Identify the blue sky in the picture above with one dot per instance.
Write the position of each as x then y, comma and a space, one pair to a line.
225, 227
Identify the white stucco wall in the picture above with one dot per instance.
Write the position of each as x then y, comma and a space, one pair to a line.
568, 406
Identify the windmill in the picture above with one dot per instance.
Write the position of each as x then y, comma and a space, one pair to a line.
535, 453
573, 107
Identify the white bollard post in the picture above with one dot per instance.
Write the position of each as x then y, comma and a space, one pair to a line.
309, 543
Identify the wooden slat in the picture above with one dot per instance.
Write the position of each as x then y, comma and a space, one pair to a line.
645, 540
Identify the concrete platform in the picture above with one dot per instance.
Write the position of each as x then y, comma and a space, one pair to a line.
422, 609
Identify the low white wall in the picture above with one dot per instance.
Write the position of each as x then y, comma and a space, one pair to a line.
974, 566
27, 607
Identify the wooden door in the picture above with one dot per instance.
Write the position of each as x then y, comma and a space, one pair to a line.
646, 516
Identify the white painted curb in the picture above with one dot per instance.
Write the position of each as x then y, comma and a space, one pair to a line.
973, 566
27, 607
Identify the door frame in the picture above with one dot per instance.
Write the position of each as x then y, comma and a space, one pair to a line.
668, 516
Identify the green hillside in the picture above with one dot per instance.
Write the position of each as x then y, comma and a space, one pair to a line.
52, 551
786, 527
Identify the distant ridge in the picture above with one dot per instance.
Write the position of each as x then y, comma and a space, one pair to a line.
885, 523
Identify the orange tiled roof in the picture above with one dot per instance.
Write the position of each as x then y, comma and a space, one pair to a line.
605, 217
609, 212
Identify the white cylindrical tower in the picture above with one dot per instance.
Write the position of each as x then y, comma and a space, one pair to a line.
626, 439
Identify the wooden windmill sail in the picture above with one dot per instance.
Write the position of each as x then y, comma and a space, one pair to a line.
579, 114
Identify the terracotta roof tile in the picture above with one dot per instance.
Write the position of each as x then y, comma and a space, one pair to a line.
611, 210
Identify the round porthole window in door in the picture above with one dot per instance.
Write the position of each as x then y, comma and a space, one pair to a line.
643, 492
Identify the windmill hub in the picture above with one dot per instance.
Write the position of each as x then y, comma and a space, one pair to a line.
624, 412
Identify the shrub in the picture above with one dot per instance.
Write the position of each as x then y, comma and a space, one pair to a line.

▶ OBJECTIVE: Copy out every line of the material above, word for word and in the same order.

▶ EXERCISE OUTPUT:
Identify the blue sky in the picture above with one dot per instance.
Write the position of each as x then y, comma and a space, one pair to a line.
225, 227
Identify the white stucco wall in the picture above with one dot per instance.
Write the position of each as x then y, comma and a space, one pair to a line.
568, 406
Identify the windmill in the picture above with one dot per instance.
Write the position of each as x then y, comma and a space, one pair to a line.
535, 453
573, 107
Identify the white bollard post in the picture above with one dot per instance.
Write the position of each as x then y, comma and a space, one pair to a line.
309, 543
Identify the wooden slat in the picture above with one dot per instance.
Write the position of each as x then y, comma and a space, one pair to a line.
645, 540
Identify the concrete platform in the picture above with one dot per instance.
Write the position of each as x then y, comma and a space, one pair to a line.
422, 609
Identify the low white wall in the picture above with one dot per instance.
Write the position of each as x then y, comma and a space, one pair to a line.
974, 566
27, 607
Identify the wooden door in the picture above with one dot per instance.
Write the position of each as x then y, comma and a space, one pair to a line.
646, 516
Identify the white painted curb in the picture above with one dot per instance.
Write the position of each as x then y, comma and a space, one pair to a line.
973, 566
27, 607
Identify the door frame in the picture above with one dot per instance.
Write the position of each as x then y, comma and a space, one pair to a line.
668, 516
Identify the green hillside in the picture above with one dot per instance.
Write the position of each as x then y, comma and a space, one pair to a line.
52, 551
786, 527
Identify the distant ridge in the picture above with one dot per instance.
Write the position of each as x then y, comma and a space, one pair to a line.
885, 523
Identify the orange tiled roof in the picture above with one dot per instance.
Write the position of each as x then y, comma and a space, one pair to a line.
605, 217
609, 212
Identify the white cylindrical tower in the picture above with one dot per instance.
Write the position of each as x then y, comma and a space, one pair to a line.
626, 439
Identify the wooden windmill sail in the picture above with one dot per instance.
Write the position of each as x then y, comma and a space, one pair to a line.
579, 114
Identify the terracotta roof tile in the picture above with one dot per instance.
Write the position of each as x then y, comma and a space, one pair to a line.
611, 210
Identify the round porthole window in door in the picture above with one dot per instance.
Write the position of each as x then y, comma and a space, one pair to a line.
643, 492
Identify the windmill hub in the picture above with one dot per instance.
Write the position of each as x then y, comma and a space, one pair to a line.
624, 412
Identify the shrub in the picture above with one dot per instance.
Write the position of each as x then y, comma and a space, one pair to a line.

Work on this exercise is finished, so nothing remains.